(EXERCISE TEXT)

Research Engineers from UCLA Create Smartphone Accessory Able to Detect E. Coli in Food

Research Engineers From UCLA’s Henry Samueli School of Engineering and Applied Science have built a device that can accept food and water samples and then when connected to a Smartphone with a special app running, can tell diners if the food they are about to consume is tainted with the e. coli bacteria. The team has published a paper detailing their device and how it can be used to help protect people against food poisoning in the Royal Society of Chemistry.

The device works by first creating a thin film of the food or water that is to be tested, after the user drops in a sample. Next, the film is shot through another separate lends on the device with the phone’s camera. The software app on the phone then analyses the emitted light and returns a result to the user in less than a second. If negative, the diner can then commence eating in peace, knowing they won’t be harmed by anything in their food.

(End EXERCISE TEXT)
(GIVEN INFORMATION)

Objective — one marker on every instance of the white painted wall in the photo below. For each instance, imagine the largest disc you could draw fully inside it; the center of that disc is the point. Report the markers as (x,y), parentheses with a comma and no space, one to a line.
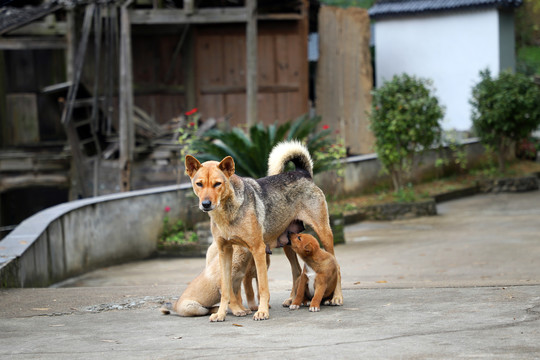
(448,48)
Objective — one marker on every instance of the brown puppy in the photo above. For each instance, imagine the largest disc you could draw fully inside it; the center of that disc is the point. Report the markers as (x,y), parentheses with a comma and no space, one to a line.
(203,293)
(320,276)
(257,213)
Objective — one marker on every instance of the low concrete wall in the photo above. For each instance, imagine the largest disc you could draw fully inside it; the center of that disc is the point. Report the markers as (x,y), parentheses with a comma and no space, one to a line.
(75,237)
(364,172)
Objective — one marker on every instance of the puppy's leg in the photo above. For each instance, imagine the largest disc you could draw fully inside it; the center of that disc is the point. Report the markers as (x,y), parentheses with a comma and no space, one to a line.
(225,260)
(319,220)
(320,288)
(259,255)
(300,293)
(296,271)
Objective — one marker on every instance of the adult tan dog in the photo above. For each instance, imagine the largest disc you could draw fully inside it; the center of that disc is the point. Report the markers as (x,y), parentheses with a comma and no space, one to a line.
(320,275)
(257,213)
(203,293)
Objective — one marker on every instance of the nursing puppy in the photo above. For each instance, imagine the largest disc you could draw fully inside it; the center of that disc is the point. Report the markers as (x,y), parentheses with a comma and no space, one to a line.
(256,214)
(320,276)
(203,293)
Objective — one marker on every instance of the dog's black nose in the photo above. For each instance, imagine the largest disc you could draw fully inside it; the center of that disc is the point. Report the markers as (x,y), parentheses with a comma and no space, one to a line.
(207,204)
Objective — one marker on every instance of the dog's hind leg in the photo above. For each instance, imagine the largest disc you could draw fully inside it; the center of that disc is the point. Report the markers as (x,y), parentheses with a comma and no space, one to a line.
(296,271)
(259,255)
(250,294)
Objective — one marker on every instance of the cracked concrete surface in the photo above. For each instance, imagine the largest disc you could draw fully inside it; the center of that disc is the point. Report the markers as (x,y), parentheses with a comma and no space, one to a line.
(463,284)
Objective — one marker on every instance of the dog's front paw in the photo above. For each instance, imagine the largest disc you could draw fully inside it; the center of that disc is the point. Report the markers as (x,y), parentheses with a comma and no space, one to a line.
(261,315)
(243,312)
(217,317)
(337,300)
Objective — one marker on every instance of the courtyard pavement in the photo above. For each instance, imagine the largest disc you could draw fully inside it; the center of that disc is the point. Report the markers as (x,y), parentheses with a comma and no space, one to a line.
(462,284)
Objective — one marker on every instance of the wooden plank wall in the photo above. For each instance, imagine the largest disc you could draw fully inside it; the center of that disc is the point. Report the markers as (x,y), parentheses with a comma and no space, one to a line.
(163,98)
(25,74)
(345,75)
(220,60)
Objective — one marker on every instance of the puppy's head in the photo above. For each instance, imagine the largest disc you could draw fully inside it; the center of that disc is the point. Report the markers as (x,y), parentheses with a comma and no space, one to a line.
(210,180)
(303,244)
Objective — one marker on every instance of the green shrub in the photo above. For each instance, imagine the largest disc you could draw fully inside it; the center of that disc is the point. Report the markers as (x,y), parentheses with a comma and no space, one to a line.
(250,151)
(505,109)
(405,121)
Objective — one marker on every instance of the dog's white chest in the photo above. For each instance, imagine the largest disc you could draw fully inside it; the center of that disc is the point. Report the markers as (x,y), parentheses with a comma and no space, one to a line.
(311,274)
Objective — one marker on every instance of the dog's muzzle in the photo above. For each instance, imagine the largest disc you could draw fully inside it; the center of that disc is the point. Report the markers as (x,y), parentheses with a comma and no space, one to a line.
(206,205)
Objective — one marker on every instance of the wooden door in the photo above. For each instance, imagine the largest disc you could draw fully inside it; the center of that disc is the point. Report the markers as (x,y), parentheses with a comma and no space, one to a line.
(220,63)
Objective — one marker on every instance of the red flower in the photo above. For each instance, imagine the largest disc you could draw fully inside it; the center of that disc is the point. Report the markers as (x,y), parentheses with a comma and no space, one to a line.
(192,111)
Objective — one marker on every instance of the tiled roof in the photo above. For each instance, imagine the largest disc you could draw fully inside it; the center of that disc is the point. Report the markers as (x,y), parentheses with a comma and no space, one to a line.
(385,8)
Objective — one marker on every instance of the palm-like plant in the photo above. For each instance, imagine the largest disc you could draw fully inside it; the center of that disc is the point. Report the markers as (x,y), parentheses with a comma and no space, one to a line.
(250,151)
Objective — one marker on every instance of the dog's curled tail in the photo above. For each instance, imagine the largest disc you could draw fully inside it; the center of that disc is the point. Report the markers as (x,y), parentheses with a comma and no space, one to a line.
(287,151)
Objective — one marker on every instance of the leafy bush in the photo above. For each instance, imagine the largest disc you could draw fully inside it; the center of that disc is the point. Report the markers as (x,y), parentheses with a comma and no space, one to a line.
(405,121)
(250,151)
(504,110)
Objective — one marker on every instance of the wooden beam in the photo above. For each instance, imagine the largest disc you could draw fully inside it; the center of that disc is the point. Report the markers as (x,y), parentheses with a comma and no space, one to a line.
(241,89)
(152,89)
(41,28)
(31,43)
(79,63)
(35,16)
(23,181)
(280,17)
(251,61)
(127,131)
(179,16)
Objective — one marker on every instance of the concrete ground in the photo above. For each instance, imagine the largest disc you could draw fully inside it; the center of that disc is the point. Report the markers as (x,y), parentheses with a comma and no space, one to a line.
(463,284)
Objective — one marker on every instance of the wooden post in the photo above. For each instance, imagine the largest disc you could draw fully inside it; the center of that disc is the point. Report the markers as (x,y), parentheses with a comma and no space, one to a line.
(71,34)
(127,133)
(251,62)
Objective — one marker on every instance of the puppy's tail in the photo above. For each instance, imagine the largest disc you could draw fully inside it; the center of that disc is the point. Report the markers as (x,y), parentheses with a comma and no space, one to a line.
(287,151)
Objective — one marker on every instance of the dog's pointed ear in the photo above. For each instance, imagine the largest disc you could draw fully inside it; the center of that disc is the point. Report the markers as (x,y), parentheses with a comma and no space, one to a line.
(192,165)
(227,166)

(End GIVEN INFORMATION)

▶ **ASSIGNED TASK 1**
Rewrite the passage of the E. coli detector text starting with "Research Engineers from UCLA Create" and going on through "Society of Chemistry.", substituting "Mobile Phone" for "Smartphone".
▶ **ASSIGNED TASK 2**
According to the E. coli detector text, how long does the phone app take to return a result to the user?
The material is not required and may be disregarded.

▶ **ANSWER SPACE 1**
Research Engineers from UCLA Create Mobile Phone Accessory Able to Detect E. Coli in Food

Research Engineers From UCLA’s Henry Samueli School of Engineering and Applied Science have built a device that can accept food and water samples and then when connected to a Mobile Phone with a special app running, can tell diners if the food they are about to consume is tainted with the e. coli bacteria. The team has published a paper detailing their device and how it can be used to help protect people against food poisoning in the Royal Society of Chemistry.

▶ **ANSWER SPACE 2**
Less than a second.